SELECTED TEXT -
Each week, we take an in-depth look at strategic, organizational, and operational challenges facing business leaders, with insights on emerging best practices.  Today, we dive into innovations in the critical path to establishing and transforming first-party customer data and a data-driven culture, as third-party cookies are phased out and pixel-blocking becomes widespread.

One of the biggest challenges for marketers, membership directors, subscription managers and organizations in general is the ability to reach and engage current and prospective customers and members while maintaining compliance with a growing list of country and state regulations, not to mention adapting to today’s technology-driven changing landscape.

Transformation to an actionable, transparent data-driven business model is critical to address the complexity of compliance, personalization, and privacy. Mastery of data is complex considering system limitations, lack of skillsets and/or lack of understanding of the definition, value and actionability of customer data.

At 2040, our core belief is that true data-driven cultures and business model embeds, understands and focuses on concentric circles of interrelated data and establishes the priority for high quality data collection across every internal and external process in place. Data must have definition and meaning in context of the organization and the relationship with its customers.

Regardless of where an organization is on their path to becoming data-driven, the entire ecosystem is about to change. These shifts will drive critical changes in strategies and tactics of any plans or practices already in place if an organization seeks to survive in the evolving dynamic digital marketplace.

Data Points

As digital has evolved, so have the opportunities to leverage data collected by an organization or others through second- and third-party data. Majorly, organizations to date have relied on data collected by third-party aggregators, anonymous data aggregated by platforms into “look-alike” audiences, and/or data created directly by current customers via an organization’s web and app-based interactions.

Over time, organizations have grown accustomed to leveraging the variety of currently available data to curate and engage current customers as well as create awareness of their value with prospective customers. The quality of data used to date has always been in question. However, it was the only available data and seemed, even with limits, to generate results. It also allowed for measurement of actual effort/spend contrasted to the historical “spray and pray” tactics of broadcast or physical print-based efforts (mail, newspapers, magazines). Data provided a credible method to evaluate performance that was more objective than subjective.

What Is Changing?

At 2040 we work with our clients to demystify the entire data/privacy/compliance situation. We have often found that that many organizations address compliance needs holistically and in totality without considering the true nature of how all the different constructs impact business. This approach can lead to some serious missteps.

SET TASKS -
**a.** According to the article on first-party customer data, why have organizations kept using data whose quality was always in question? Answer in one to three sentences.
**b.** Decide whether each statement agrees with the article on first-party customer data. Answer yes or no, and quote the deciding words.
(i) The data organizations have used so far has always been considered high quality.
(ii) Third-party cookies are being phased out.
(iii) Many organizations handle compliance needs holistically.
**c.** Summarize the article on first-party customer data in two sentences.

COLLECTED MATERIAL -
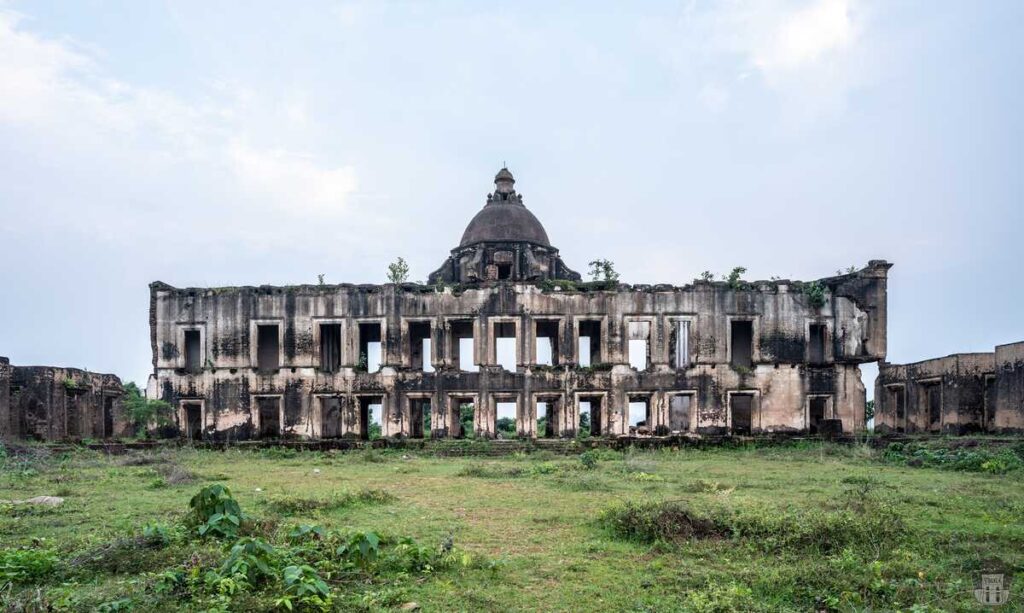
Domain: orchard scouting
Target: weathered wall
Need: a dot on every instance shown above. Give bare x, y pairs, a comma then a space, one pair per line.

TASK RESPONSES -
**a.** It was the only data available, and even with its limits it seemed to produce results. It also let organizations measure actual effort and spending, unlike the "spray and pray" tactics of broadcast and print. This gave them a more objective way to judge performance.

**b.**
(i) No: "The quality of data used to date has always been in question."
(ii) Yes: "as third-party cookies are phased out and pixel-blocking becomes widespread"
(iii) Yes: "address compliance needs holistically and in totality"

**c.** As third-party cookies are phased out and pixel-blocking spreads, organizations must reach and engage customers while complying with a growing list of regulations, so becoming transparently data-driven is critical. Organizations have relied on third-party, look-alike, and customer-generated data of questionable quality because it was all they had and it allowed measurement, but the whole ecosystem is about to change, and handling compliance holistically without considering its impact on the business can lead to serious missteps.